[Items from a point annotation set]
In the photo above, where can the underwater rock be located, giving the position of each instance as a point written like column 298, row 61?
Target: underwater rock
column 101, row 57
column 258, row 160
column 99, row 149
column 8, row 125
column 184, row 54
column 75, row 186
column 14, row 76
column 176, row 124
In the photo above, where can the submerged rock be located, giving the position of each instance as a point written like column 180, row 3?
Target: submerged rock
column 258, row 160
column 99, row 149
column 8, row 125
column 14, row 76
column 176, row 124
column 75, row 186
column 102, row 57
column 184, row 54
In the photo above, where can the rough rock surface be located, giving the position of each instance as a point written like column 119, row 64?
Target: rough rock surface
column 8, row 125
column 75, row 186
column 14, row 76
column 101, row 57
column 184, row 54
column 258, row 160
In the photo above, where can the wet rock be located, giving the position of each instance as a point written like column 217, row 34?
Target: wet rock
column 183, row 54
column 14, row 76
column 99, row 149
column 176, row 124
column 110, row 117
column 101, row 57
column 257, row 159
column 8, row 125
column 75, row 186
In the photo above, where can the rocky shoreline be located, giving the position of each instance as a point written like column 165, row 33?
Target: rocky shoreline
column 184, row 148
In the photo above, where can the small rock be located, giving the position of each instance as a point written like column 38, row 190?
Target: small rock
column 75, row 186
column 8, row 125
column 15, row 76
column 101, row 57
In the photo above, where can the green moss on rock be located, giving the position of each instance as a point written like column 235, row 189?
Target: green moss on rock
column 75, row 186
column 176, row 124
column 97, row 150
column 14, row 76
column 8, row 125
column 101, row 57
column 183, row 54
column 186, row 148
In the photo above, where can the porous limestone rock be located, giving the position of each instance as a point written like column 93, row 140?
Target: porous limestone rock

■ TASK STATEMENT ■
Copy out the items exactly, starting at the line that contains "In the photo above, where can the wet" and going through the end of the items.

■ REPLY TO THE EXERCISE ■
In the photo above, where can the wet rock be located, giving the position of each instance as a point written like column 217, row 34?
Target: wet rock
column 183, row 54
column 14, row 76
column 99, row 149
column 176, row 124
column 110, row 117
column 101, row 57
column 257, row 159
column 8, row 125
column 75, row 186
In the photo above, where can the rocky shoreline be located, giving the position of each instance as a point written like column 165, row 33?
Target: rocky shoreline
column 184, row 148
In the photo above, where can the small rock be located, giving the position of each instance as a point written like column 38, row 190?
Target: small rock
column 75, row 186
column 8, row 125
column 15, row 76
column 101, row 57
In the photo above, where can the green moss on rock be located, giving the position of each instance as a point written like column 235, row 189?
Target: green moss on rock
column 75, row 186
column 176, row 124
column 97, row 150
column 14, row 76
column 8, row 125
column 101, row 57
column 183, row 54
column 186, row 148
In the photo above, where can the porous limestone rock be located, giving the position of each instance as a point written like column 93, row 140?
Target: porous limestone rock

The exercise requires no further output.